Top of Passage provided

Integrated: 8301012: [vectorapi]: Intrinsify CompressBitsV/ExpandBitsV and add the AArch64 SVE backend implementation
Bhavana Kilambi
bkilambi at openjdk.org
Mon Mar 27 08:53:46 UTC 2023
On Mon, 6 Feb 2023 17:23:20 GMT, Bhavana Kilambi <bkilambi at openjdk.org> wrote:
> This patch adds mid-end compiler vector IR nodes for the scalar CompressBits and ExpandBits nodes - CompressBitsV and ExpandBitsV and also adds aarch64 backend support for these nodes using SVE2 instructions (included in the svebitperm feature). As there are direct instructions in SVE2 that map to these operations, a huge speed up in performance can be observed and it might significantly benefit all those workloads that extensively run these operations on an SVE2(with svebitperm feature) supporting machine.

Bottom of Passage provided

» What to produce: Repeat the part of the integration notice that opens with the words containing "Integrated: 8301012: [vectorapi]: Intrinsify" and closes with "feature) supporting machine.", swapping "workloads" for "applications".

Top of Dataset content

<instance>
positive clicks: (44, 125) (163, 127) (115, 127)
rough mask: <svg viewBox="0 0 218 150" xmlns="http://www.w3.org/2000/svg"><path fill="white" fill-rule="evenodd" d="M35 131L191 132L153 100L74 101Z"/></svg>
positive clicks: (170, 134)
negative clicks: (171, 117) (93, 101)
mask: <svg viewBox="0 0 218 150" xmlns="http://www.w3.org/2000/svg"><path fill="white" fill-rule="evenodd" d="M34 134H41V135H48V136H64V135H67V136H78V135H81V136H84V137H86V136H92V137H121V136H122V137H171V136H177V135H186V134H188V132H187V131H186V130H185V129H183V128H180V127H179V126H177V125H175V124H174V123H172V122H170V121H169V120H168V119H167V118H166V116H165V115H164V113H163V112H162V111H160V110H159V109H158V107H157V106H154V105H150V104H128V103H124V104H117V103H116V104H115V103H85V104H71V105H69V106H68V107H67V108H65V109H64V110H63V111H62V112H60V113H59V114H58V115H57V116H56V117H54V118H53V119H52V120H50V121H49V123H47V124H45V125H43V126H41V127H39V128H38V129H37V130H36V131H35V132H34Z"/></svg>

Bottom of Dataset content

» The answer:
Integrated: 8301012: [vectorapi]: Intrinsify CompressBitsV/ExpandBitsV and add the AArch64 SVE backend implementation
Bhavana Kilambi
bkilambi at openjdk.org
Mon Mar 27 08:53:46 UTC 2023
On Mon, 6 Feb 2023 17:23:20 GMT, Bhavana Kilambi <bkilambi at openjdk.org> wrote:
> This patch adds mid-end compiler vector IR nodes for the scalar CompressBits and ExpandBits nodes - CompressBitsV and ExpandBitsV and also adds aarch64 backend support for these nodes using SVE2 instructions (included in the svebitperm feature). As there are direct instructions in SVE2 that map to these operations, a huge speed up in performance can be observed and it might significantly benefit all those applications that extensively run these operations on an SVE2(with svebitperm feature) supporting machine.